◆ About this task:
Reproduce the entries below, please. Keep every character the same.

◆ Data:
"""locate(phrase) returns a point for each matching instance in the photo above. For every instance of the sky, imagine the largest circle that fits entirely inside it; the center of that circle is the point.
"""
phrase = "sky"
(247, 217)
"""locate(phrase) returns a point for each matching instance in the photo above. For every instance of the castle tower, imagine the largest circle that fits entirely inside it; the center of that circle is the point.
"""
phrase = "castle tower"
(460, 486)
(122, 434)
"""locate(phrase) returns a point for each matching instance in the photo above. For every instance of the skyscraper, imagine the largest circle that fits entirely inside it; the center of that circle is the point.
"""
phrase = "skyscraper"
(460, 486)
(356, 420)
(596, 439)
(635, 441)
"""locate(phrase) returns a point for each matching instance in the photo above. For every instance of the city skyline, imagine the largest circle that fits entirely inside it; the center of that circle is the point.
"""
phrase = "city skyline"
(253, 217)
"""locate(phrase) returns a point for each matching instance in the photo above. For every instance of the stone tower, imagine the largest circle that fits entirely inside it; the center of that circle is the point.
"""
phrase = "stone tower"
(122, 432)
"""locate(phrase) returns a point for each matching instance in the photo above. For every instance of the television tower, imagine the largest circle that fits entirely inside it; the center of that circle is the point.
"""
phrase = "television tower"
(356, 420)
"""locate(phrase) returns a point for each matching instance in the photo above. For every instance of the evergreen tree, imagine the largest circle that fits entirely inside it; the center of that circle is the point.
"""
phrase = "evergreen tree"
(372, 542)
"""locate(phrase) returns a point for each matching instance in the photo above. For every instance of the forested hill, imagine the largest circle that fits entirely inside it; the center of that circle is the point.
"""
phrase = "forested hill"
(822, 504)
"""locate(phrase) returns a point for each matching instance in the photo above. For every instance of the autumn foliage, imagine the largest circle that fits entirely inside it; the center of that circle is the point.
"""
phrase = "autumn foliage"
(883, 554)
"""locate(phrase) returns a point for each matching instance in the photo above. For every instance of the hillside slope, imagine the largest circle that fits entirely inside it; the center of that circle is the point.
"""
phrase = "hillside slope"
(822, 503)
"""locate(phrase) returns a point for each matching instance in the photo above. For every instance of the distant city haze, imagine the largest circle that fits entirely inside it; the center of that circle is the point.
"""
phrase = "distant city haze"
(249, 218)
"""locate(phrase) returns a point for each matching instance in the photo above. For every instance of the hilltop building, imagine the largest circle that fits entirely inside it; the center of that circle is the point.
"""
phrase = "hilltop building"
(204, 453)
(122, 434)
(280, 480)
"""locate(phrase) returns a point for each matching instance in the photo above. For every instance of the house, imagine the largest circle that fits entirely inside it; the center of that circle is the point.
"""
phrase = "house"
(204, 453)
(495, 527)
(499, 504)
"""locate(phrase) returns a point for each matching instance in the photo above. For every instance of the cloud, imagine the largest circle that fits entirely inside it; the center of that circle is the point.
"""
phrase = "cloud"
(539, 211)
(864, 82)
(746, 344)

◆ Exercise answer:
"""locate(phrase) returns a point for each matching instance in the photo above. For every instance of the sky, imagine the largest circle that fits entirely inside it; the center of that circle is the point.
"""
phrase = "sky"
(247, 217)
"""locate(phrase) returns a point for each matching instance in the photo above. For every instance of the castle tower, imagine the largest circle that fits entirely inside it; the center of that circle is the point.
"""
phrase = "castle tower"
(460, 486)
(122, 434)
"""locate(phrase) returns a point for each matching instance in the photo above. For every instance of the skyscraper, imagine the largest circle that fits entirely inside it; the center of that circle is the point.
"""
phrase = "skyscraper"
(460, 486)
(356, 420)
(596, 439)
(635, 441)
"""locate(phrase) returns a point for each matching instance in the photo above. For every instance of the city skyline, imagine the largest circle that fits entirely inside it; the center of that circle is the point.
"""
phrase = "city skyline"
(253, 217)
"""locate(phrase) returns a point for each matching instance in the photo above. For every instance of the stone tower, imagine the largest circle that fits entirely inside it; the center of that circle is the point.
"""
phrase = "stone tower"
(122, 432)
"""locate(phrase) returns a point for each matching instance in the photo above. For every instance of the television tower, imagine the largest circle that fits entirely inside it; the center of that circle is the point.
"""
phrase = "television tower"
(356, 420)
"""locate(phrase) returns a point for each matching instance in the photo above. For every instance of the evergreen tree, imagine the largest circle that fits entirely inside it; the center of that circle is the point.
"""
phrase = "evergreen tree"
(372, 542)
"""locate(phrase) returns a point for each matching instance in the photo above. For every instance of the forested hill, imagine the largest circle that fits entirely inside it; the center of that circle is the point.
"""
phrase = "forested hill"
(822, 504)
"""locate(phrase) returns a point for each matching instance in the photo above. For every instance of the autumn foliage, imagine the largest circle that fits entirely inside it; the center of that circle is the point.
"""
phrase = "autumn foliage"
(883, 554)
"""locate(phrase) returns a point for each matching instance in the photo above. For every instance of the hillside slope, imagine the largest circle that fits entirely inside it; the center of that circle is the point.
"""
phrase = "hillside slope"
(822, 503)
"""locate(phrase) returns a point for each matching instance in the photo above. For every instance of the distant city haze, imagine the largest circle that fits entirely inside it; the center of that circle is the point.
"""
phrase = "distant city haze"
(249, 218)
"""locate(phrase) returns a point for each matching instance in the photo above. For every instance of the hilltop building, imagine the largest circle that fits entirely inside it; the center of that circle is the point.
"""
phrase = "hilltop building"
(204, 453)
(122, 434)
(280, 480)
"""locate(phrase) returns a point for each matching instance in the photo above. For every instance of the house, imagine the largest circle that fits entirely inside it; the center of that circle is the point.
"""
phrase = "house"
(204, 453)
(495, 527)
(499, 504)
"""locate(phrase) returns a point for each matching instance in the photo above. For every instance of the cloud, imagine the largest circle that fits entirely inside it; the center of that circle is the point.
"""
phrase = "cloud"
(539, 211)
(864, 82)
(746, 344)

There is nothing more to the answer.